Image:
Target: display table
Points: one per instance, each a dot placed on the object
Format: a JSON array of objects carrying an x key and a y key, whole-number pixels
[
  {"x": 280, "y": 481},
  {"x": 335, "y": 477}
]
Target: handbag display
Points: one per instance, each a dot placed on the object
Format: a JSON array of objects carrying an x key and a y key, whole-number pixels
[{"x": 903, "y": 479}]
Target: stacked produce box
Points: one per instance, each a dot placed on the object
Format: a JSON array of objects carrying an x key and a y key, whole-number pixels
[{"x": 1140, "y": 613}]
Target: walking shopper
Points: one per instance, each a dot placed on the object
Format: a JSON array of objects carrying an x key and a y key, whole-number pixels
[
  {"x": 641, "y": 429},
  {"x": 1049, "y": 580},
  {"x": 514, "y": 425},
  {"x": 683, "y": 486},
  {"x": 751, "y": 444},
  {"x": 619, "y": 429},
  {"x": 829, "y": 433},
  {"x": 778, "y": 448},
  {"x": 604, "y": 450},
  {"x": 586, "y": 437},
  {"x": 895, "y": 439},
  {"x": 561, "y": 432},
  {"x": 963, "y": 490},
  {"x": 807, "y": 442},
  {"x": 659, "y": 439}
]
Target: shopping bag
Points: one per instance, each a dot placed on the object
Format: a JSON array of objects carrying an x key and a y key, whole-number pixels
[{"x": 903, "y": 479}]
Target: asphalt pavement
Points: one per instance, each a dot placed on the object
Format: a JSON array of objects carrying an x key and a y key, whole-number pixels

※

▶ WHAT THE EXERCISE ASKS
Copy out all of the material above line for line, changing nothing.

▶ PROBLEM SOLUTION
Image:
Target: display table
Points: one per instance, each a dot placed on the object
Format: a JSON array of objects carrying an x key and a y key, whole-number pixels
[
  {"x": 280, "y": 481},
  {"x": 335, "y": 477}
]
Target: handbag display
Points: one per instance, each a dot placed on the object
Format: a JSON array of objects carrying an x key and a y key, whole-number pixels
[{"x": 903, "y": 479}]
Target: stacked produce box
Points: one per instance, each a dot placed on the object
Format: a JSON array of objects carrying an x key and a y key, whole-number pixels
[{"x": 1140, "y": 613}]
Target: walking shopper
Points: one per instance, each a dot placed on the object
Format: a JSON array of objects carrying an x key and a y key, whole-number pixels
[
  {"x": 641, "y": 429},
  {"x": 1049, "y": 580},
  {"x": 514, "y": 425},
  {"x": 683, "y": 486},
  {"x": 751, "y": 444},
  {"x": 619, "y": 429},
  {"x": 829, "y": 433},
  {"x": 778, "y": 448},
  {"x": 604, "y": 450},
  {"x": 586, "y": 437},
  {"x": 895, "y": 439},
  {"x": 561, "y": 432},
  {"x": 963, "y": 490},
  {"x": 807, "y": 442},
  {"x": 659, "y": 439}
]
Target: shopping bag
Points: one per instance, each a dot placed on the object
Format: a JSON array of objects carrying an x key and a y key, whole-number pixels
[{"x": 903, "y": 479}]
Target: asphalt pavement
Points: one per instance, each a dot placed on the object
Format: a JSON array of objects carrying an x key and a y key, whole-number pixels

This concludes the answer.